Given records
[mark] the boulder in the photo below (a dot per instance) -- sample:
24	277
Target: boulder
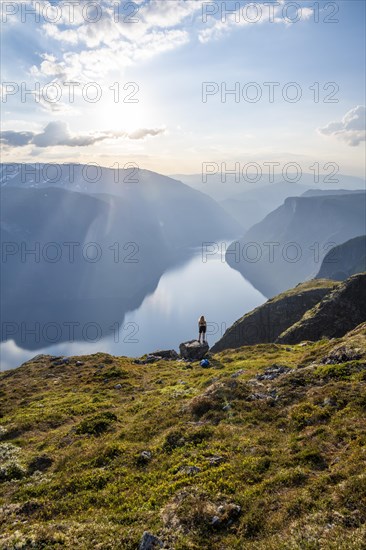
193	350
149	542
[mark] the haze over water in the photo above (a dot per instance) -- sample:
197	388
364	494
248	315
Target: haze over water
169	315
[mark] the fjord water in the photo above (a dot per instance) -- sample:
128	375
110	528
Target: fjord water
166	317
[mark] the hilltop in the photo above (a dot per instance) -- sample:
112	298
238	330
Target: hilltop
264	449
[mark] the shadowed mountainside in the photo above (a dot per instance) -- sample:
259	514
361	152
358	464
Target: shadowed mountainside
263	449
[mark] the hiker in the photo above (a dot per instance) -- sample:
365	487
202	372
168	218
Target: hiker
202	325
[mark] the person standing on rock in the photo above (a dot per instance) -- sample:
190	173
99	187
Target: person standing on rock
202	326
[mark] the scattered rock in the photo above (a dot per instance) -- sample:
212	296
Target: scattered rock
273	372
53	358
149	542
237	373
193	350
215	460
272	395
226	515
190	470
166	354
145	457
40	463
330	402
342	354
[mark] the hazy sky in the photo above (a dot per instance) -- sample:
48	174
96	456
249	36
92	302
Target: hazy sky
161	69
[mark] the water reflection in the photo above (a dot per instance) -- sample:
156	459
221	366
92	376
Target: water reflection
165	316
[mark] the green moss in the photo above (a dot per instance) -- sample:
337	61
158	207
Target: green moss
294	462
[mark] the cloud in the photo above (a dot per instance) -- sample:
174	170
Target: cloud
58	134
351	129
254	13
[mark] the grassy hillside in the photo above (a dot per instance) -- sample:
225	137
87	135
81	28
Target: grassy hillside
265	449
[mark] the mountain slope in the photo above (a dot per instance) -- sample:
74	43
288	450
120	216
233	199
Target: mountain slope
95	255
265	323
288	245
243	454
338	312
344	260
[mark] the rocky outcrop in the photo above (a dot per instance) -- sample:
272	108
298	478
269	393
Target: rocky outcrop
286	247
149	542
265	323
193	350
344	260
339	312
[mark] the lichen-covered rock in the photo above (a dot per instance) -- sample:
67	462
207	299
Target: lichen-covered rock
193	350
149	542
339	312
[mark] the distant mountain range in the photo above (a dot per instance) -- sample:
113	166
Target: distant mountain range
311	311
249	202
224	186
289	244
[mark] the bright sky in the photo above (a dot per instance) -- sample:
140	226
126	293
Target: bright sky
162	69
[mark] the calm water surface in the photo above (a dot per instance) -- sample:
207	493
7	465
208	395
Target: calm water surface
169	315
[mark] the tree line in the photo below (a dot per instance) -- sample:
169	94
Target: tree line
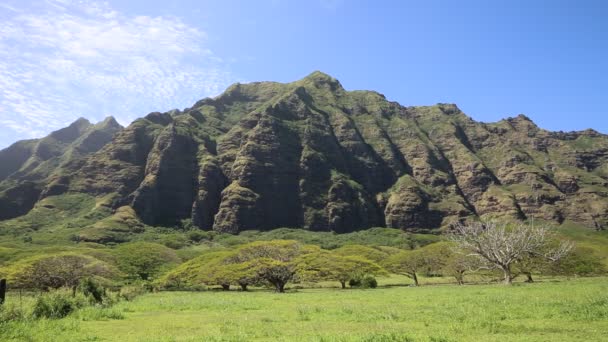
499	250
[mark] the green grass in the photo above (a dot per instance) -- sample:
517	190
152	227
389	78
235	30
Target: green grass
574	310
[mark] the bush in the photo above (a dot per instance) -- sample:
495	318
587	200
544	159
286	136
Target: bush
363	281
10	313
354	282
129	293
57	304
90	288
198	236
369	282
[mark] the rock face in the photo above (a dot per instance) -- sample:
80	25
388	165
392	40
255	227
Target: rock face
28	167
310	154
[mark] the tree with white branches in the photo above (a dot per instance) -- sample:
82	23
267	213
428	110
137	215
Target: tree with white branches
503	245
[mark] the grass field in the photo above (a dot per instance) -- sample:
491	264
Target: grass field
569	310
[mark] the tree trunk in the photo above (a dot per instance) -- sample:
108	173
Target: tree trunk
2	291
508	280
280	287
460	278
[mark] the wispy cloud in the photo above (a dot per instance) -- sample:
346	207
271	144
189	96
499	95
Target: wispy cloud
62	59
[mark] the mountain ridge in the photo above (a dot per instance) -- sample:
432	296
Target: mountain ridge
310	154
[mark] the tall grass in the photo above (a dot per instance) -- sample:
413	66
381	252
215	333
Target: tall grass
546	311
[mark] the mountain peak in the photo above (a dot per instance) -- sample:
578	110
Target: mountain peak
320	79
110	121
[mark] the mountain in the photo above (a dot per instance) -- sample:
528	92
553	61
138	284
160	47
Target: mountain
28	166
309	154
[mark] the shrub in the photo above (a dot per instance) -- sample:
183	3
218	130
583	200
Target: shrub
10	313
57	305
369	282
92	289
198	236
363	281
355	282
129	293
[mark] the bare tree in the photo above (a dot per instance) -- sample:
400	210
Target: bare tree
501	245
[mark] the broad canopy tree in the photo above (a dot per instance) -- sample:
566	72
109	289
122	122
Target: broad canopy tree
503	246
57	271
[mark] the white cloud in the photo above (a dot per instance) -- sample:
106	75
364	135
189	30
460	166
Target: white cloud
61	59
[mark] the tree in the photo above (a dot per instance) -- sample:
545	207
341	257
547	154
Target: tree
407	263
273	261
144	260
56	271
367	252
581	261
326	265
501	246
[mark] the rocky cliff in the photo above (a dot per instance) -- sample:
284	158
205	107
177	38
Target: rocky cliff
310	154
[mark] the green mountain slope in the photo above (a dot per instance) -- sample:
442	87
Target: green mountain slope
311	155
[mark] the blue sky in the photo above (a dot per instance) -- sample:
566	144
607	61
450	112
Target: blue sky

Task prompt
Find, please, how many lines in the data include the word "below", and put down that number only.

Solution to this task
2